# [DATASET RECORDS]
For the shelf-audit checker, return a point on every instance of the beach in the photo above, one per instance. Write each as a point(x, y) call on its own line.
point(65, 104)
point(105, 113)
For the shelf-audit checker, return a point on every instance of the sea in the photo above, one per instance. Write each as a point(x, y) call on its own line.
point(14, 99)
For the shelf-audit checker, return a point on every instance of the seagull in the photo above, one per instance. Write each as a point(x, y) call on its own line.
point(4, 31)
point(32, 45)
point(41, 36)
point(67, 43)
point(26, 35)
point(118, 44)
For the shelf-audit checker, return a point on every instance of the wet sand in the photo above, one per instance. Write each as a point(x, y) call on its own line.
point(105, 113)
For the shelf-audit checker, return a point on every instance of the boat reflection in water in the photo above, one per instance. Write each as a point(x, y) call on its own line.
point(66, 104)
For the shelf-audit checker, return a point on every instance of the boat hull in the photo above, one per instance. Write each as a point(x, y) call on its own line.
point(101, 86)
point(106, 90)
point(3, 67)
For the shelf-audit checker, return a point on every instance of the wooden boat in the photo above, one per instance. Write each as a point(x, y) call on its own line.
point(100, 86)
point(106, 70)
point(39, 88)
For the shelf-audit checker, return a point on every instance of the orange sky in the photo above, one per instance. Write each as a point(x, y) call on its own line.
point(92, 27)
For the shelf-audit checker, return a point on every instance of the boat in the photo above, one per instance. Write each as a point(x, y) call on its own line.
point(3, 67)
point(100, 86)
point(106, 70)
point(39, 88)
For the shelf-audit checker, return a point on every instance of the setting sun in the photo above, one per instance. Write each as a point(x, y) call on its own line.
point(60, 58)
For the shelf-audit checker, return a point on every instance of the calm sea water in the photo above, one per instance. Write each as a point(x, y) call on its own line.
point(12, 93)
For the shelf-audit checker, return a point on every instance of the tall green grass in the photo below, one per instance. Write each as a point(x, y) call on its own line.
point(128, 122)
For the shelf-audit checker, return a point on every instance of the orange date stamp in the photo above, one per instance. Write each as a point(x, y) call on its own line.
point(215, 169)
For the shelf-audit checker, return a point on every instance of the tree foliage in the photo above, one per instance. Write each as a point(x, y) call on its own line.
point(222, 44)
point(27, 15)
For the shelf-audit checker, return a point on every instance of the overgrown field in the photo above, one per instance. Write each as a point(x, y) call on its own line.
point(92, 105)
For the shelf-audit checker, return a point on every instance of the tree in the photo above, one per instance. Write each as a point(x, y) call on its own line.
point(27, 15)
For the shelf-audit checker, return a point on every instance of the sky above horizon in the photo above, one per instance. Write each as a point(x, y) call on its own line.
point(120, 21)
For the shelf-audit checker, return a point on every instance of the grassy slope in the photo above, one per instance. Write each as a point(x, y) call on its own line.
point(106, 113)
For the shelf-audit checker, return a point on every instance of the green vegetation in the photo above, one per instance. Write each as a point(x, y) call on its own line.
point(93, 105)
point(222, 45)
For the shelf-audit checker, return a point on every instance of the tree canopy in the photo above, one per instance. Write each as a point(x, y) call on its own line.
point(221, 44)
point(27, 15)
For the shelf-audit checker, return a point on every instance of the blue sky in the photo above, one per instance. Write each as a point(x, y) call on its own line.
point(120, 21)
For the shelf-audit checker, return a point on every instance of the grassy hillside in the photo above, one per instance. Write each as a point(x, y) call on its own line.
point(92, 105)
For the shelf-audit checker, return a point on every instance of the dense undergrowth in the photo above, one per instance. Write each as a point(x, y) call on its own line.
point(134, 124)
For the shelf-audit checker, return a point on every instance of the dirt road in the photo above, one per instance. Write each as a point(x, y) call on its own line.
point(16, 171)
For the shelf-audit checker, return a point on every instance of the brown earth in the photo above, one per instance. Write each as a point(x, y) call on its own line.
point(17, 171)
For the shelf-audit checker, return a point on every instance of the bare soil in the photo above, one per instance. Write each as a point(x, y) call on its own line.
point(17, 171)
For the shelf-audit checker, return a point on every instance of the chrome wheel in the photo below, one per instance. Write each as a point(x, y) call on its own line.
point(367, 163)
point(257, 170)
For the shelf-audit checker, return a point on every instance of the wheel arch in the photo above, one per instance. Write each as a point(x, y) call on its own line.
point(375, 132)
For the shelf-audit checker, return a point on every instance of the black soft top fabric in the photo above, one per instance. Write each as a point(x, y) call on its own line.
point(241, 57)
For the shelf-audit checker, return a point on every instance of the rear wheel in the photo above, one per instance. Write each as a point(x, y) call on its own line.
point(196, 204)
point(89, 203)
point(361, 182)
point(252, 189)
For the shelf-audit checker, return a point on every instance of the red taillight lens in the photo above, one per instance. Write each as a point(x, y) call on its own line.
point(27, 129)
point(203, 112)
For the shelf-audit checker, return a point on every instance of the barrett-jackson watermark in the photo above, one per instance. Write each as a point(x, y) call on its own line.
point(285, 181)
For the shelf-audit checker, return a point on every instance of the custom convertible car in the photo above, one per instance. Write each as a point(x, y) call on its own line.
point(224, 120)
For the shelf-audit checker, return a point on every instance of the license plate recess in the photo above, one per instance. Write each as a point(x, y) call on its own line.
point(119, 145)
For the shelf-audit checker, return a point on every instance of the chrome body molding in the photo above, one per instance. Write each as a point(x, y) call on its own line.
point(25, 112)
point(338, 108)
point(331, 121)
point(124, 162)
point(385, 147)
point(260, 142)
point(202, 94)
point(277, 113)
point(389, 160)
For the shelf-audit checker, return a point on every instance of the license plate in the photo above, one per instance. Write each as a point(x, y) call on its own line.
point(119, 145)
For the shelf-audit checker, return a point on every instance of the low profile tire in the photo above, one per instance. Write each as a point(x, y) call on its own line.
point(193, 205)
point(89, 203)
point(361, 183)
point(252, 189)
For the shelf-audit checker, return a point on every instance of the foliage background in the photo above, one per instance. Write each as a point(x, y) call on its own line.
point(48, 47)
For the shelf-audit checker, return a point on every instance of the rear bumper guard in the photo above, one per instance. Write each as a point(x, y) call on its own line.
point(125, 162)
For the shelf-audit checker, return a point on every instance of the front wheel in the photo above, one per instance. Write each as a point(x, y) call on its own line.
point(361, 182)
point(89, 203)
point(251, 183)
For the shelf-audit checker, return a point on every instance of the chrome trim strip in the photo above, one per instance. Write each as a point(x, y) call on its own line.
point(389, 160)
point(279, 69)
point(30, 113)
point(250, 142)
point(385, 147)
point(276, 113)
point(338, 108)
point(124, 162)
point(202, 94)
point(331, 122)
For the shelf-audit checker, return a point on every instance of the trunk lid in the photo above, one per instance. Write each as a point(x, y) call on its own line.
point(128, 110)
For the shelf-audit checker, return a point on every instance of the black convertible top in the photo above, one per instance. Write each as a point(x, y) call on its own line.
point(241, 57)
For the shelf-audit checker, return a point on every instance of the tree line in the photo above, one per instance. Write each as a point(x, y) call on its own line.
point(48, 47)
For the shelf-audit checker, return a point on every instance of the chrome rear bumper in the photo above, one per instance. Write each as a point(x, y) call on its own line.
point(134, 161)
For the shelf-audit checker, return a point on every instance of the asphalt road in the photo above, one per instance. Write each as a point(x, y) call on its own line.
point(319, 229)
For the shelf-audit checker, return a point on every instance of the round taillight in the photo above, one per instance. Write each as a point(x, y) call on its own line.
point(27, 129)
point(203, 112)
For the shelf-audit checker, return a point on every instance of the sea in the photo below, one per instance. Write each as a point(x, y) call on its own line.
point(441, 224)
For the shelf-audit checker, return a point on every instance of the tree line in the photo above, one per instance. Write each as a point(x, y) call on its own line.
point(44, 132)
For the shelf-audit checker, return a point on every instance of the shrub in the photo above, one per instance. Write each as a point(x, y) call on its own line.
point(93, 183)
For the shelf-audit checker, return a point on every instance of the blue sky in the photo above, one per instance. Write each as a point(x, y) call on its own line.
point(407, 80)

# [WHAT TO WORK ON]
In the part that opens with the line containing "the tree canopy" and closes with the line containing "point(16, 171)", change "shelf-audit checker" to "inventory checker" and leave everything else unchanged. Give only those lines.

# [OUTPUT]
For the inventory checker, return a point on every instance of the tree canopy in the photo above, one per instance. Write each as a point(x, y) call on its own line.
point(221, 44)
point(27, 15)
For the inventory checker, return a point on every instance of the blue sky in the photo above, one per instance. Write each as a point(x, y) call on its own line.
point(120, 21)
For the inventory checker, return a point on every instance of the grassy hillside in the photo above, one per instance. Write each as a point(x, y) call on its own line.
point(92, 105)
For the inventory checker, return a point on every instance of the dense undergrowth in the photo above, one per instance. Write each as a point(x, y) call on its own line.
point(134, 124)
For the inventory checker, return a point on every instance of the dirt road in the photo above, one per instance. Write each as a point(x, y) call on its own line.
point(16, 171)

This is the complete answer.